Begin EXCERPTED PASSAGE
How to address the challenges of learning analytics? First and foremost, by avoiding making the most common mistakes. Find out what they are.

Is learning "measurable"? Learning analytics, or learning data analytics, involves precisely the collection and analysis of online learning activity. Yet, the learning process is difficult to evaluate quantitatively. In the era of Big Data, the challenges of learning analytics are getting bigger and bigger even though many strides have been made in this regard.

To avoid entangling this analysis more than necessary, it may be helpful to know what the main mistakes in this field are so that you can recognize and avoid them:

1. Too limited a view: the difficulty of the topic often leads to a rather conservative view of learning analysis. There is a tendency, for example, to limit oneself to only using data from final assessments. In reality, in order to take advantage of the benefits of learning analytics, it is necessary to have a well-structured program that decides what data to take into account and with what objective.

2. Not being proactive: In many cases, the learning impact conversation is tacitly avoided. Neither the company that designed the course nor the client tends to want to delve into the actual outcome of the training in order to circumvent measurement difficulties. You need to be proactive and put the data front and center in order to uncover any problems or strengths of the learning journey.
End EXCERPTED PASSAGE
Begin ROWS
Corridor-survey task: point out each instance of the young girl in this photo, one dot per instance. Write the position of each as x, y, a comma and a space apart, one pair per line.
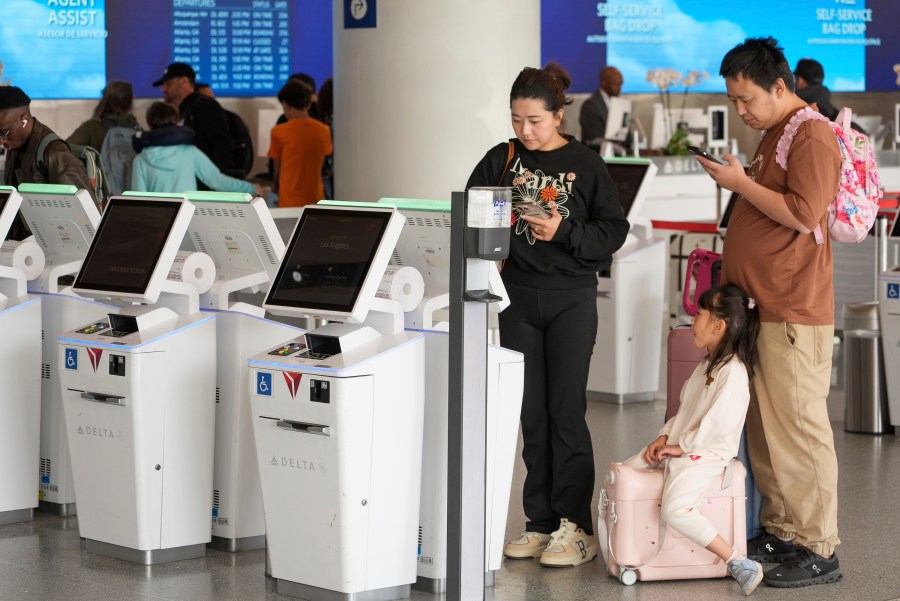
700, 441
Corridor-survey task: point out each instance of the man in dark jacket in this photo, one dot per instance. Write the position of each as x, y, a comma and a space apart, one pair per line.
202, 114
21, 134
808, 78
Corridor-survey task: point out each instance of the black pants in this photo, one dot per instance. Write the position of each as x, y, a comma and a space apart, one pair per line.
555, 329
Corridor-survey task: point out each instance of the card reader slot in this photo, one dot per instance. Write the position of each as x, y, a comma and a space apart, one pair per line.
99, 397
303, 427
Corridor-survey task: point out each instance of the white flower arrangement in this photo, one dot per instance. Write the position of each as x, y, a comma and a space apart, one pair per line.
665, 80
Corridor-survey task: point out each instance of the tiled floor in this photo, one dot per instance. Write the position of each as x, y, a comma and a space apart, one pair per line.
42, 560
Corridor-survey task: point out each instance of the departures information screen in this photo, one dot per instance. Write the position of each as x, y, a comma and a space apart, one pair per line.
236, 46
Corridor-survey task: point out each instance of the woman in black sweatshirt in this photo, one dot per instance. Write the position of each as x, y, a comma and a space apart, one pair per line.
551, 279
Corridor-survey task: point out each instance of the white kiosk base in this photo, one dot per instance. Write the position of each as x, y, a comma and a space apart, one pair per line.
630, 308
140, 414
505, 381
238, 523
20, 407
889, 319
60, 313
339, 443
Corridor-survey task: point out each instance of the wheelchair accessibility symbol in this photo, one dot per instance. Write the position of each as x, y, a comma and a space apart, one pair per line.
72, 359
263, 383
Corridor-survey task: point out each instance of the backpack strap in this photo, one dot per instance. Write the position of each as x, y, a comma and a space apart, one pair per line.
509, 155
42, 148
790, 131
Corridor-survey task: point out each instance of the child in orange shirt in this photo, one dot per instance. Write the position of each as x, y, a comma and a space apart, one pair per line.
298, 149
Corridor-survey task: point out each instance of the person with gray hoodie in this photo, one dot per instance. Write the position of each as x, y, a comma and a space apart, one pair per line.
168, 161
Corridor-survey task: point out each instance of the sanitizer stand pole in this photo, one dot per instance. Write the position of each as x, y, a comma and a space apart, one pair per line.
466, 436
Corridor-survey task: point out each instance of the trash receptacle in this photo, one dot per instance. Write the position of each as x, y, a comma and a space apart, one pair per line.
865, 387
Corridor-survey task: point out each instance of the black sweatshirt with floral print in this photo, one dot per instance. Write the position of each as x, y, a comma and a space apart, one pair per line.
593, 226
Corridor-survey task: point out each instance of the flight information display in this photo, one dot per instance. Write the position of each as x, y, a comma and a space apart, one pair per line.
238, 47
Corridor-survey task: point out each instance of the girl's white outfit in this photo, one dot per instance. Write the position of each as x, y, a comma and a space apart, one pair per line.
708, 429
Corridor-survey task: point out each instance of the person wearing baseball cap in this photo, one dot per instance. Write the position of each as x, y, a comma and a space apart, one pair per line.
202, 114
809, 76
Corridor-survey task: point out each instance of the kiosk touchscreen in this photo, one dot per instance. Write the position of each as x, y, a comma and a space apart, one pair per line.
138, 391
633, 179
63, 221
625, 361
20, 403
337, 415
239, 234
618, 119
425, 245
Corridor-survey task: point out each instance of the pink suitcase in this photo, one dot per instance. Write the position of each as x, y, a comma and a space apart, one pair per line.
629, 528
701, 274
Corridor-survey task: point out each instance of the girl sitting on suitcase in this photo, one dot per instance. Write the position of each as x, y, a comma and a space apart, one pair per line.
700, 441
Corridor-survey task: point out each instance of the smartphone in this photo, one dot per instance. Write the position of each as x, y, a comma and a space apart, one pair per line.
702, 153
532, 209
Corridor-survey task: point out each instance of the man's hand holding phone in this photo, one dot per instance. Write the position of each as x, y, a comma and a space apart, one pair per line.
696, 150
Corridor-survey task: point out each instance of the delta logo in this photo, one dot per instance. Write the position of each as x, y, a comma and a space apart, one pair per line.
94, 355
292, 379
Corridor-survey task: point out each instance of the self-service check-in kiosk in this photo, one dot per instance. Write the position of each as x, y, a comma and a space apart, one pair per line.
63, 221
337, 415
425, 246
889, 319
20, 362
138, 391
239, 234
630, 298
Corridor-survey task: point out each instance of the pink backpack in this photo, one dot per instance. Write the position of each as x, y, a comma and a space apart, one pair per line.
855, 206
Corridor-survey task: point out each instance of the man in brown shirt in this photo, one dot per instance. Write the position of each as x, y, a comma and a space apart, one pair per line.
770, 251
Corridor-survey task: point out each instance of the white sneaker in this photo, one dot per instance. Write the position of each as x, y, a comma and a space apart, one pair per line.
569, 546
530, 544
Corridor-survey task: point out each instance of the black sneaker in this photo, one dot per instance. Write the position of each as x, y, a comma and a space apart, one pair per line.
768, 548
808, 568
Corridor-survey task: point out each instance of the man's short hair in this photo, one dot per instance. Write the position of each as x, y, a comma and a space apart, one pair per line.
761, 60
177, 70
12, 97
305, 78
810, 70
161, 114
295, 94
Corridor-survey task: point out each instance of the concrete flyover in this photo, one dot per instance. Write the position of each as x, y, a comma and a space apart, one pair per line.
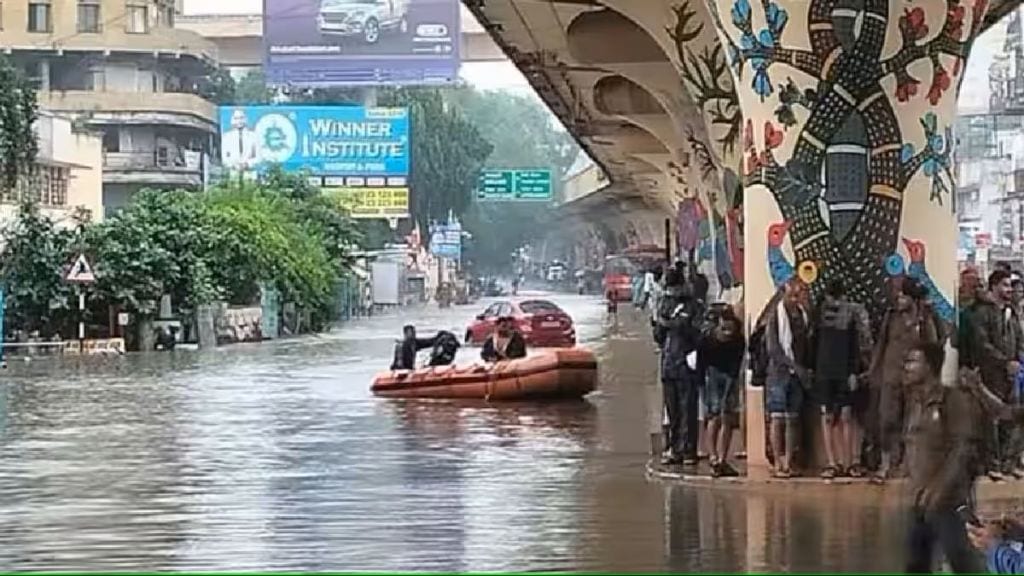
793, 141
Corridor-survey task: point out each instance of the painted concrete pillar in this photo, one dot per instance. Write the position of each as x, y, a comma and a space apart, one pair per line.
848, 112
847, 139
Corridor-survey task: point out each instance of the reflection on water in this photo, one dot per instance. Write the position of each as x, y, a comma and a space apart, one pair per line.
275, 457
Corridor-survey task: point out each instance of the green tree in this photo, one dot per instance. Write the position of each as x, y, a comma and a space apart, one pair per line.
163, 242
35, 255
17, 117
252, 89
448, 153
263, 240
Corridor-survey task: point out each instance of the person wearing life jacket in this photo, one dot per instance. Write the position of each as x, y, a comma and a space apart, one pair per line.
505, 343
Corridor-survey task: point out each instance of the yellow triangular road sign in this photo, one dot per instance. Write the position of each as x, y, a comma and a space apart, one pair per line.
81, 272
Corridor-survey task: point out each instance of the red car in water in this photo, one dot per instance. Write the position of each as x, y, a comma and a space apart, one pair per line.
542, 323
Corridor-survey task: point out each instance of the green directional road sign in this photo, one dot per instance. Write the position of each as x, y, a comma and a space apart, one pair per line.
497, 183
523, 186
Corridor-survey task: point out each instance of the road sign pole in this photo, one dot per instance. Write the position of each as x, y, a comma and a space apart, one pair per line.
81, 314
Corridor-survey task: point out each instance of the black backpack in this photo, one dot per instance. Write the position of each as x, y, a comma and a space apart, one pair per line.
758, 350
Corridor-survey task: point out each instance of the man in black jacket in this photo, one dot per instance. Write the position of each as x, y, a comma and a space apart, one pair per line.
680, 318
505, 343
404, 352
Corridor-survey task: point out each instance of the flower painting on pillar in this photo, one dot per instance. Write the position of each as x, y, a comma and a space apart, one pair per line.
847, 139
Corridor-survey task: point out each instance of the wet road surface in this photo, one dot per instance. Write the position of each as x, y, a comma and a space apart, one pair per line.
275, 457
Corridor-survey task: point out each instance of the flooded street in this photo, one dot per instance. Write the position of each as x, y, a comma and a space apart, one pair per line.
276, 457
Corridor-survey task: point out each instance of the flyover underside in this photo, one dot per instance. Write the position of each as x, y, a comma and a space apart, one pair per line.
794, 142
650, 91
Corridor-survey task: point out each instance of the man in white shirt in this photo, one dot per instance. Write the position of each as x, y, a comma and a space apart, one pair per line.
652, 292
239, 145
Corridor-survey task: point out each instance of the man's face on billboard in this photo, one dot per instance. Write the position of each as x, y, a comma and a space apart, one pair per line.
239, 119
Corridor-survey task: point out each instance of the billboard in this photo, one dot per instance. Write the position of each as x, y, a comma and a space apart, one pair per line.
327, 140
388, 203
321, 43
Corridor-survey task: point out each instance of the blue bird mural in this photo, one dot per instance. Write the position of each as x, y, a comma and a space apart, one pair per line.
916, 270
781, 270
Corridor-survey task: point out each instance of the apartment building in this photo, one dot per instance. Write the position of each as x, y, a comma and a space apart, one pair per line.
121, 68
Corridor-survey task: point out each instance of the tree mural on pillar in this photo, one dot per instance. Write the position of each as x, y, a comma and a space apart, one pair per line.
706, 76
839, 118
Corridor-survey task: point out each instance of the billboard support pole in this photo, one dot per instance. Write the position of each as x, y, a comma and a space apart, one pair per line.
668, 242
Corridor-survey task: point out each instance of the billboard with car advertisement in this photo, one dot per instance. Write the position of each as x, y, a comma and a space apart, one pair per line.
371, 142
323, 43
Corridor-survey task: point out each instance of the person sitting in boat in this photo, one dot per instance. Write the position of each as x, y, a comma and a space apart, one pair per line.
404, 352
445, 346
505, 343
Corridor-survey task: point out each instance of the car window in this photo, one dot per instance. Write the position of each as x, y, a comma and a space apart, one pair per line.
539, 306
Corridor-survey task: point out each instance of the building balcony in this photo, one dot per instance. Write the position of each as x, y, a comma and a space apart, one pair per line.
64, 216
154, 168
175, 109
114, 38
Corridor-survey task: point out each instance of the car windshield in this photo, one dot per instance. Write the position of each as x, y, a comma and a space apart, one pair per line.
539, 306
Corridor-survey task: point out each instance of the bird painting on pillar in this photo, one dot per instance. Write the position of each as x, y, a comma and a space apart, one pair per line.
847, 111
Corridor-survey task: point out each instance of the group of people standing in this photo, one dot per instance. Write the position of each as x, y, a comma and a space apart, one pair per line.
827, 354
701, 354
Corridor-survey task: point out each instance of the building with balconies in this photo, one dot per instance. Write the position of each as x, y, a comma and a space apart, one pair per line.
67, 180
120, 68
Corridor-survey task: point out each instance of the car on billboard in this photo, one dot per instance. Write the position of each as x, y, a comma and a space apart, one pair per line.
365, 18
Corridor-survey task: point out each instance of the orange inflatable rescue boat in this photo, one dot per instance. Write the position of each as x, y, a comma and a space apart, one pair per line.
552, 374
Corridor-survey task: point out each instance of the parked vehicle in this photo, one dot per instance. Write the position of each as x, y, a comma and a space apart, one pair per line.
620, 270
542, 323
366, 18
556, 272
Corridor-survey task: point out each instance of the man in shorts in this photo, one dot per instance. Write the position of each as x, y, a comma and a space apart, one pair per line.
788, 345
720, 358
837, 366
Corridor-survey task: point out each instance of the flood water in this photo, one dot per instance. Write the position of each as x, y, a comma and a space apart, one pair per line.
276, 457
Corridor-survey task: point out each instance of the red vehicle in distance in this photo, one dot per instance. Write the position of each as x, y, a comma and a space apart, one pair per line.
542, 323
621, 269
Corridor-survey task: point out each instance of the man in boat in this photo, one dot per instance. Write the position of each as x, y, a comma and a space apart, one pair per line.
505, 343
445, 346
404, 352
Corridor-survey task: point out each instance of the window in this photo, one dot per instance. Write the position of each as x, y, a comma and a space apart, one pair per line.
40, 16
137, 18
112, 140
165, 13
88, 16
End ROWS
▶ BRIEF 1: In the text on learning analytics mistakes, what data is there a tendency to rely on exclusively?
▶ BRIEF 2: Extend the text on learning analytics mistakes, picking up after its final sentence.

▶ EXERCISE RESULT 1: Data from final assessments.

▶ EXERCISE RESULT 2:
3. Take data for granted: Often, the ease with which data arrives makes people think that it is easy to find links between results and a possible improvement in the training path. To avoid taking collected metrics for granted, you need to change your perspective to look for causal links between data and course outcomes.

4. Don't include the entire organization: companies and their employees are the target audience for the eLearning training course. A lot of the big data needed to understand and improve a company department's training is in other parts of the organization. Therefore, you need to broaden your reference points and incorporate other parts of the company to gather comprehensive data by analyzing, for example, the performance of all employees.

These and other mistakes need to be corrected right away to take advantage of the benefits of Big Data and learning analytics. Through proper analytics, in fact, you can:

  • predict student performance;
  • provide a personalized learning experience for learners;
  • increase student retention rates;
  • enable improvements in subsequent courses;
  • improve the quality-price ratio of courses.